Supplied information section start

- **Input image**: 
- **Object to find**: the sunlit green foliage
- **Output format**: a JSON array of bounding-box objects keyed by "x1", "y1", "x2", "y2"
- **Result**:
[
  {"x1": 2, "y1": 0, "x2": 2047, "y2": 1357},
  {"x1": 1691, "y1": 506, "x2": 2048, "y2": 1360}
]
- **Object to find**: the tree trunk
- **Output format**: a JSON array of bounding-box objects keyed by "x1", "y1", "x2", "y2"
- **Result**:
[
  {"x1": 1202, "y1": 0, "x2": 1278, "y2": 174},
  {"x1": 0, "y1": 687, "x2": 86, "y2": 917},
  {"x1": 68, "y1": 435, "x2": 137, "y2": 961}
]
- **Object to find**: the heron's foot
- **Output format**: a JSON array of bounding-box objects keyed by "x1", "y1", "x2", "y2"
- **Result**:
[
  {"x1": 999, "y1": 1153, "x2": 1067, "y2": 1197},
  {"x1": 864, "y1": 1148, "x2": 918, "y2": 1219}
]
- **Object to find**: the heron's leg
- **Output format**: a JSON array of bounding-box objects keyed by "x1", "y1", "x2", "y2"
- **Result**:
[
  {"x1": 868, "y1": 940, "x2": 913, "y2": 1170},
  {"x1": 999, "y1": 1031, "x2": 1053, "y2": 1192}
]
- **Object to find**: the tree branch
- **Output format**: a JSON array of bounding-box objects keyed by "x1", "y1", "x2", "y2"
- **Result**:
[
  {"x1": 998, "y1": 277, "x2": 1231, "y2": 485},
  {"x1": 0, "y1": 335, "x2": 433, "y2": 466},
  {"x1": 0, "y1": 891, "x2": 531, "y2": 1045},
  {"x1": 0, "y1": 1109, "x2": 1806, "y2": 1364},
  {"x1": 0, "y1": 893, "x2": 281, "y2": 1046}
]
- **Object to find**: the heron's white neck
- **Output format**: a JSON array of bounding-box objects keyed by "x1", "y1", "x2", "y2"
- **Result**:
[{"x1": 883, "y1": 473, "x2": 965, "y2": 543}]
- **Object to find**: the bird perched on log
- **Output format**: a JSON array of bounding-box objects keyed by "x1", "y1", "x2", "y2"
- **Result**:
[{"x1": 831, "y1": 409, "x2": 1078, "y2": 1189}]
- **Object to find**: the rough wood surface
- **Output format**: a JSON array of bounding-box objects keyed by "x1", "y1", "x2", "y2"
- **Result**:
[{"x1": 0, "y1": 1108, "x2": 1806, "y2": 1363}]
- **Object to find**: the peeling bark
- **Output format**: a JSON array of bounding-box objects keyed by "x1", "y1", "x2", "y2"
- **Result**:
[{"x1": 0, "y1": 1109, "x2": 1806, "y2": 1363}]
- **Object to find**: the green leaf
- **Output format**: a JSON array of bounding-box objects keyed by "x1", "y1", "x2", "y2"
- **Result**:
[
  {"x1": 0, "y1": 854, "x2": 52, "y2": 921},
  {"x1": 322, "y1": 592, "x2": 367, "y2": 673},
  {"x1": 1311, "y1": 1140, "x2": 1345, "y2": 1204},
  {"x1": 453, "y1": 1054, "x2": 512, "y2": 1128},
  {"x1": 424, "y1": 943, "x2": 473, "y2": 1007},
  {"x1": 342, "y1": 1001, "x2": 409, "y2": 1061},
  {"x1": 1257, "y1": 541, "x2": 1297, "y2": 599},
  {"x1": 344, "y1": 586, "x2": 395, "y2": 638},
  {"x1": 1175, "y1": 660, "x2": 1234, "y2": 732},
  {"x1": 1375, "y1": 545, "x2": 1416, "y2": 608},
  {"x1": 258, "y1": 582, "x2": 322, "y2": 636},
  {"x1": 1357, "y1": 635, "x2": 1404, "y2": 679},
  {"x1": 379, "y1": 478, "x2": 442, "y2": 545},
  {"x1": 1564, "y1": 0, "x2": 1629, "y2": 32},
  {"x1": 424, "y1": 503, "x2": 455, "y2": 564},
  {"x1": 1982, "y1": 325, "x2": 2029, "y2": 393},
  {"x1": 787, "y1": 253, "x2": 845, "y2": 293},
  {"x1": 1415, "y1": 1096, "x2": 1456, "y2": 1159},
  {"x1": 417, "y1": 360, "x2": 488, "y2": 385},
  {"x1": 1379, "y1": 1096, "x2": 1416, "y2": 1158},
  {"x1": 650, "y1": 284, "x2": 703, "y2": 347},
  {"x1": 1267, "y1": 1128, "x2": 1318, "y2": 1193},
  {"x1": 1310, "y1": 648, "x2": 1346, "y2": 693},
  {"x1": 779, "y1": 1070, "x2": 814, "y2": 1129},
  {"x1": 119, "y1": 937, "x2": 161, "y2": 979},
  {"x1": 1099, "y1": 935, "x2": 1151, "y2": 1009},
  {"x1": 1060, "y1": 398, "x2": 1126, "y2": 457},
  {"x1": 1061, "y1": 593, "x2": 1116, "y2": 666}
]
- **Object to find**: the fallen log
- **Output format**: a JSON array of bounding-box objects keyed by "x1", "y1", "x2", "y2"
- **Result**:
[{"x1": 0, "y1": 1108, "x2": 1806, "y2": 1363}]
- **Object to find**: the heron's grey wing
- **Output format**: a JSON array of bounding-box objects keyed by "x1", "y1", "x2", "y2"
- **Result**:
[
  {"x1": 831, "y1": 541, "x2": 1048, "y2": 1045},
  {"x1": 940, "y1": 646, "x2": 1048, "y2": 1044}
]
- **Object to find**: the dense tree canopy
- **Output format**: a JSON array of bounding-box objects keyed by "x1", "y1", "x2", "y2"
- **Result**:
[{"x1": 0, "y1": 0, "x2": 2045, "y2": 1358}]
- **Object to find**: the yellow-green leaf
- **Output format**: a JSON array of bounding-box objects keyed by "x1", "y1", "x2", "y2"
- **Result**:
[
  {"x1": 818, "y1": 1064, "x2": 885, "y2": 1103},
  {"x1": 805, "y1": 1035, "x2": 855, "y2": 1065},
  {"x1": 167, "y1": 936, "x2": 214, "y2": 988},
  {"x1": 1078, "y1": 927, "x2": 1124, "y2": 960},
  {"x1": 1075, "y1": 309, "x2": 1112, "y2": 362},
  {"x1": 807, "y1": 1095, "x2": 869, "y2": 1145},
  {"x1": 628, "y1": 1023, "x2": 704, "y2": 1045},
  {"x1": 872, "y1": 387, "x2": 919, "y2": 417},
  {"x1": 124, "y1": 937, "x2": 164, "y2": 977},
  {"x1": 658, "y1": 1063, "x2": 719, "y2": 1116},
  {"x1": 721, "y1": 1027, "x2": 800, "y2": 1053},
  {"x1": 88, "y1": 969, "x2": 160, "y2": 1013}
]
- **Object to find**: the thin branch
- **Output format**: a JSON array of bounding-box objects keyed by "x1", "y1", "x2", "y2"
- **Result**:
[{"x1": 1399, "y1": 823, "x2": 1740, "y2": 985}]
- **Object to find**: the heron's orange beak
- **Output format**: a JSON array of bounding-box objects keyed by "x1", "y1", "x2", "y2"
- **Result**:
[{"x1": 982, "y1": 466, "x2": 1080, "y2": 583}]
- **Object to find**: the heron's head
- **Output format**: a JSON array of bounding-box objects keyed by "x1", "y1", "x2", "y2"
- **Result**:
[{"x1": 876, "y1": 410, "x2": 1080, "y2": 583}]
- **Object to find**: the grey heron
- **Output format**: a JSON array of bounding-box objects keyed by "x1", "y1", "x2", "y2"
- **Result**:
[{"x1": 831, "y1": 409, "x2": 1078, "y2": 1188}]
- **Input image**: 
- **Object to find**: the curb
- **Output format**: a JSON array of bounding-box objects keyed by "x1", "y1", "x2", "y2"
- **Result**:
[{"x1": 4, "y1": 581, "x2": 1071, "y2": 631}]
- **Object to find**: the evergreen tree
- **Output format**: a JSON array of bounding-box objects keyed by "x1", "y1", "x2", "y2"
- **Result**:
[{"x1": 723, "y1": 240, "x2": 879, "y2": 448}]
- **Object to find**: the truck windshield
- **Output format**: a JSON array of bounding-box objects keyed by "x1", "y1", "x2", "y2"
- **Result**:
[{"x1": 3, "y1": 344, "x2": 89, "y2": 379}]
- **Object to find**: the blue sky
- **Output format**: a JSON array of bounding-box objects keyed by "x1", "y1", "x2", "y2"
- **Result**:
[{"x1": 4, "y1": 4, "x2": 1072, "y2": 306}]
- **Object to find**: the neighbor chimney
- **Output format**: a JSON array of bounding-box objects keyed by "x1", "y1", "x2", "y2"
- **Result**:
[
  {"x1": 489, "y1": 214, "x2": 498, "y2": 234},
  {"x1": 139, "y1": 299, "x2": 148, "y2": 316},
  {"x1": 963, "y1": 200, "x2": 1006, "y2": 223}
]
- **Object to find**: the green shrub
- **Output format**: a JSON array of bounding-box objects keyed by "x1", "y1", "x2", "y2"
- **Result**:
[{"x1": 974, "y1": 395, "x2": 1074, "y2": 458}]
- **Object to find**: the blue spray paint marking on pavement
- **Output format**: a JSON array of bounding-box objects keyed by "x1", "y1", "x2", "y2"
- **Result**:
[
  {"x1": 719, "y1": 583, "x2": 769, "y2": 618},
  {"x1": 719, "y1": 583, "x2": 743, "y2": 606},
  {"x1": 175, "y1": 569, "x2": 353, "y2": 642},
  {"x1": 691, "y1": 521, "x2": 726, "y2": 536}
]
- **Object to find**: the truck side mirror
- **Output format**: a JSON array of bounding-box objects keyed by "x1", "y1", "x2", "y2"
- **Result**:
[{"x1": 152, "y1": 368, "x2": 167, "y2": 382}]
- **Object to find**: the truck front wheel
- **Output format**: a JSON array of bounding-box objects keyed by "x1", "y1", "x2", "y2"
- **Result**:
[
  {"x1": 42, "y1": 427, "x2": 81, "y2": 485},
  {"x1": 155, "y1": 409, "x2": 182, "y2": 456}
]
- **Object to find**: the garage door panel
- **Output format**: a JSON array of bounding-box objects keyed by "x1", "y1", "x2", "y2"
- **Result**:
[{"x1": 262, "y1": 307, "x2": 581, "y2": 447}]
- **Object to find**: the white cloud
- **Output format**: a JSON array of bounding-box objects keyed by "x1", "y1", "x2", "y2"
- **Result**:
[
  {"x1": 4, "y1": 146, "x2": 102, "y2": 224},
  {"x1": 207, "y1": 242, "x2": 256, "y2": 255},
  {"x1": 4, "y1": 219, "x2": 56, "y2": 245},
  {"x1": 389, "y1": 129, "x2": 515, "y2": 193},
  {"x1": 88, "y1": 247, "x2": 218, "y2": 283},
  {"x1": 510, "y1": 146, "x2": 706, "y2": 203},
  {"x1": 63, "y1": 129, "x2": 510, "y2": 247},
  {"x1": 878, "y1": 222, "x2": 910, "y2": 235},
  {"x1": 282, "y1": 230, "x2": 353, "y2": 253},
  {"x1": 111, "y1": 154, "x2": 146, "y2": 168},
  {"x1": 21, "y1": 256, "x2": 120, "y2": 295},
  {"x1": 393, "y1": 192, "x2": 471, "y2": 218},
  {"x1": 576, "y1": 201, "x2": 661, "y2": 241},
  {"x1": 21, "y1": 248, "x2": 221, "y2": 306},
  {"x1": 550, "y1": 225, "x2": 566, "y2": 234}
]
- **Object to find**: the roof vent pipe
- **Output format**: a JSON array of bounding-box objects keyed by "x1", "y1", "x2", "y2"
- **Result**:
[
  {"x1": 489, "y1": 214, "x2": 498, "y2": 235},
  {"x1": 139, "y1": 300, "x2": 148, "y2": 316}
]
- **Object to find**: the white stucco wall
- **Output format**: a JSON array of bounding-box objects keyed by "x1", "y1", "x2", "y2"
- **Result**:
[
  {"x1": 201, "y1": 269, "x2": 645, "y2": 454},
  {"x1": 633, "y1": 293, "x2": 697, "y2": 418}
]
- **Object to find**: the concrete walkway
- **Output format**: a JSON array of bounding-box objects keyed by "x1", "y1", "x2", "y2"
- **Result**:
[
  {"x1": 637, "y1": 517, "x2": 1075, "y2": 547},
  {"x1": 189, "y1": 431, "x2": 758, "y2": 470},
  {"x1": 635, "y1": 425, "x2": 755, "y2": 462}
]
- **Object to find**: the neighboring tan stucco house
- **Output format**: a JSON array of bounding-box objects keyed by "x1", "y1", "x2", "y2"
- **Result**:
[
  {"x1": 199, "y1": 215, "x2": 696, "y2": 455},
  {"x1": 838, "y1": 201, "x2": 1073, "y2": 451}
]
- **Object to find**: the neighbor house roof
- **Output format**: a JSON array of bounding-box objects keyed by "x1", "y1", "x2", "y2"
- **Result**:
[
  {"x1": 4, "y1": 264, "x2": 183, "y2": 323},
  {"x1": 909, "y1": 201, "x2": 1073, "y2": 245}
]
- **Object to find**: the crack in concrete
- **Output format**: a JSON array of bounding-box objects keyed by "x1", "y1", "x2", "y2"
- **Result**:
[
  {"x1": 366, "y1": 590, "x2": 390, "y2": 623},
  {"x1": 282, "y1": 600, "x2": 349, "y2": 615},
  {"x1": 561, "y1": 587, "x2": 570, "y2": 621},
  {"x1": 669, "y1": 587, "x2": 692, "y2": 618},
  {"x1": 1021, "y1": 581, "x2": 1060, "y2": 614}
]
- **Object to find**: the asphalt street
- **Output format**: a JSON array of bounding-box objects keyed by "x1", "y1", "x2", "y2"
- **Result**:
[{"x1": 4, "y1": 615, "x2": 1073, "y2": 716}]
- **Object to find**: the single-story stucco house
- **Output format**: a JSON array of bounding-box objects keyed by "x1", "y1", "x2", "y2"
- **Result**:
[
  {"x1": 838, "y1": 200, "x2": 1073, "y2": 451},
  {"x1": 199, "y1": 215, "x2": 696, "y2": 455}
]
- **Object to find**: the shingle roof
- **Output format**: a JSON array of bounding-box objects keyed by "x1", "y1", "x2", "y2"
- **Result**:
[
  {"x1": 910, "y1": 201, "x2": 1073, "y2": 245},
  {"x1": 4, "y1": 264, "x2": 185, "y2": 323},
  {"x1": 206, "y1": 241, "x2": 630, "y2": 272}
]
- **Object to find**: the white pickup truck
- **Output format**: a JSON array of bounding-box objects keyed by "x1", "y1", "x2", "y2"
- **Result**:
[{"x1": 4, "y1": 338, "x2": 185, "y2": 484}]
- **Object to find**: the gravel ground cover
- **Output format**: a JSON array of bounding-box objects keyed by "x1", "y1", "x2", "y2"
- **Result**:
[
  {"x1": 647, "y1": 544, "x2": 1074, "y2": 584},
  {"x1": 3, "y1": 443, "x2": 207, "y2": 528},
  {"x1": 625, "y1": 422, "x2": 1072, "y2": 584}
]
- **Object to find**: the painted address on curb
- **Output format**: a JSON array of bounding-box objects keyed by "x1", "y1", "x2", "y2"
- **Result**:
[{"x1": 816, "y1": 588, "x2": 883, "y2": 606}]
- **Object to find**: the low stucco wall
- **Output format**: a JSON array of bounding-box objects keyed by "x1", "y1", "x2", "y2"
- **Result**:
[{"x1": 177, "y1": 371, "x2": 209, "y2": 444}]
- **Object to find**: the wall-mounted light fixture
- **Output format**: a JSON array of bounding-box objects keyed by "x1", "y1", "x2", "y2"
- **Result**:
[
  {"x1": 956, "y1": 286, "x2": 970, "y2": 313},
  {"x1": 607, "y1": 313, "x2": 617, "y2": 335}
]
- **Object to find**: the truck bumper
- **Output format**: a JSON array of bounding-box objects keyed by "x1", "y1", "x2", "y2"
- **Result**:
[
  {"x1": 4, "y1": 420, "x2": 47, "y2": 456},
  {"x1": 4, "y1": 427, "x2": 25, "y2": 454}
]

Supplied information section end

Work task:
State how many lines of the entries include the string "stucco", with nothing besides the number.

Reply to the task:
4